§ WHAT THE EXERCISE ASKS: How many lines in the listing below contain the string "Query"? Tally them and reply with the number alone.

--- DATASET RECORDS ---

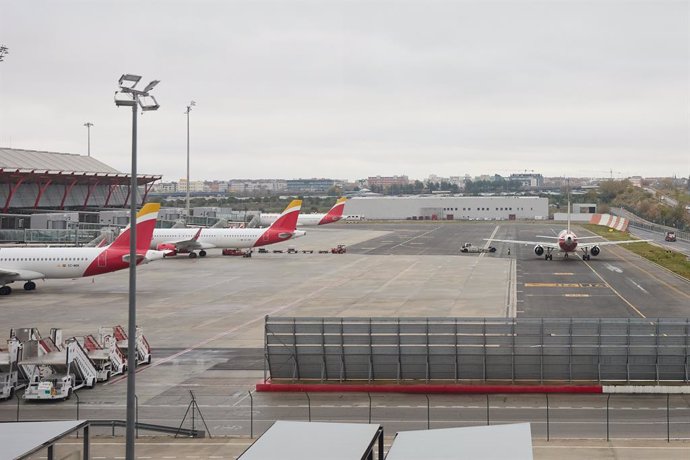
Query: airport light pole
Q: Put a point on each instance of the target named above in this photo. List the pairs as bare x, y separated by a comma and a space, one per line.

---
--- DATASET RECORDS ---

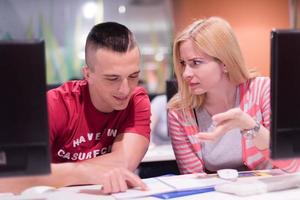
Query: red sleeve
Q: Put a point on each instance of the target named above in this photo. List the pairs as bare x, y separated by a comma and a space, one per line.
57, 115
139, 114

---

§ REPLY TO THE EXERCISE: 2